Parameter uncertainty is generally handled on a qualitative basis with either univariate or multivariate sensitivity analysis or max-min analysis, or quantified using statistical approaches such as the Delta method, joint confidence intervals, bootstrapped estimates, or Monte Carlo simulation. No proven method exists to validate structure uncertainty in a model due to either the parameter values assigned or to the mathematical form in which the parameter values are combined, except to compute C/E ratio estimates for each alternative structural assumption and examine appropriateness of the results. Even process uncertainty is an unknown. Would any two analysts follow the same model, or if the same problem is posed to an analyst a second time (without awareness of the first result), would the same model be followed?

While it is generally agreed that proper application of multivariate sensitivity analysis is necessary, there is ongoing controversy over its value.

6. Model Validation

As a mathematical device, and as a potentially important component of healthcare decision-making, credibility of a pharmacoeconomic model rests on its validity. Besides an estimate of the range of uncertainty of its parameters, each model should be shown to demonstrate face validity and predictive validity. Wherever possible, models should be validated against other data sets.

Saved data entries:
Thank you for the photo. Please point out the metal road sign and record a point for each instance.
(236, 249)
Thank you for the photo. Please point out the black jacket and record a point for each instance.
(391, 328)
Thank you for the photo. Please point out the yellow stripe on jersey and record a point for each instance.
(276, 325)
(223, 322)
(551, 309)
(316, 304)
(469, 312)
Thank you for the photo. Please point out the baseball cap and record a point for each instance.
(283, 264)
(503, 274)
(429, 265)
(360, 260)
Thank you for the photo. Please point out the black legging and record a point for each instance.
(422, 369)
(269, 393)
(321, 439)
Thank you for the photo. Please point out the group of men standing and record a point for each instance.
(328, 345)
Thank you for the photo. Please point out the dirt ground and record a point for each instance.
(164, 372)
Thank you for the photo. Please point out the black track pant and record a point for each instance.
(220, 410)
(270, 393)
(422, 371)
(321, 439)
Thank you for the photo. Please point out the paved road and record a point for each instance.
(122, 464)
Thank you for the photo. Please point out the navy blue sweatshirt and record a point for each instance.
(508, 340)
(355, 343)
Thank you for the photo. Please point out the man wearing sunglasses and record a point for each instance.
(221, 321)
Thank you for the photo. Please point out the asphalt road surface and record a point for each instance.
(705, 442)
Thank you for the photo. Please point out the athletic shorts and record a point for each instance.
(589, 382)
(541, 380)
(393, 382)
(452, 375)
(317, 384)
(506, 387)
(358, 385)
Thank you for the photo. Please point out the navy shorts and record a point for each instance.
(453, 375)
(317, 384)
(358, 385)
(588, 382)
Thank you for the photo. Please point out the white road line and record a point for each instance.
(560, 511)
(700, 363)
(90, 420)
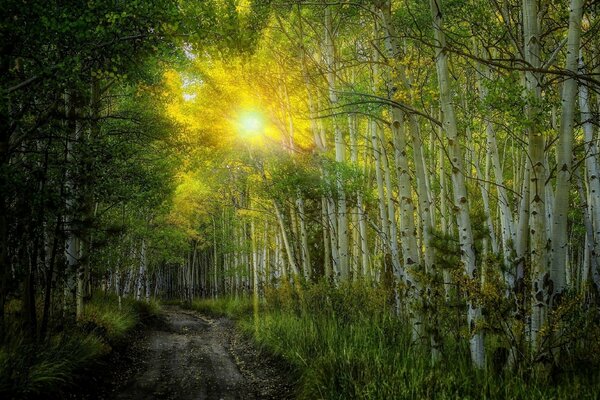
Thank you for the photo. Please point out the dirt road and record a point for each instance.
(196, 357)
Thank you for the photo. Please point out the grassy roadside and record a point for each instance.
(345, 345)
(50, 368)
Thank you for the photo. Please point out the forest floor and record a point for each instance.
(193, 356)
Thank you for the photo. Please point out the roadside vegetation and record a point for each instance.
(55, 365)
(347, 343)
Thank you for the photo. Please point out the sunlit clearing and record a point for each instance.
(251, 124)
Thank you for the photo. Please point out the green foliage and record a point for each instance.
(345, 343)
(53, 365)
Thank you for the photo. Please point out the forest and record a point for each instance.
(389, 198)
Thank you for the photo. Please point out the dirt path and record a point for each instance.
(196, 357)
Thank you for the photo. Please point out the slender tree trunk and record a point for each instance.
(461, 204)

» **TASK REQUIREMENTS**:
#1 According to the passage on pharmacoeconomic models, what two kinds of validity should each model be shown to demonstrate?
#2 Resume the passage on pharmacoeconomic model validation, picking up right after its final sentence.

» **TASK-BY-TASK RESULTS**:
#1 Each model should demonstrate face validity and predictive validity.

#2
7. Peer review of models

To ensure the quality and enhance the acceptability of pharmacoeconomic modeling, all models should undergo systematic peer review before presentation. This could be a standardized audit of the structure, process and validity of the model and would ensure that all salient model results are transparent. A technical peer review would necessitate passing an electronic copy of the computer model to the reviewer(s) and raises questions about the handling of proprietary property and confidentiality.

Recommendations

The following recommendations address the seven issues identified:

  1. Working towards general acceptance that modeling of both costs and effectiveness is a valid and often essential method to inform health care decision-making will be necessary to establish modeling as an invaluable healthcare decision-making tool.
  2. Because the usefulness of modeling studies is necessarily based on comparability, it is important to assemble a consensus of opinion on standardized practices and policies.
  3. Once standardization has been achieved, a reference text of these practices should be prepared and disseminated.
  4. Pharmacoeconomic claims based on these generally accepted modeling approaches should be permitted by regulatory agencies, and should always include transparency and appropriate disclaimers such as: "This economic analysis is based on assumptions and simulations concerning the efficacy of [drug name] that meet FDA criteria for claims of efficacy." Any model that relies on assumptions about a drug's efficacy that are not based on data from RCTs must prominently disclose such limitation in any promotion.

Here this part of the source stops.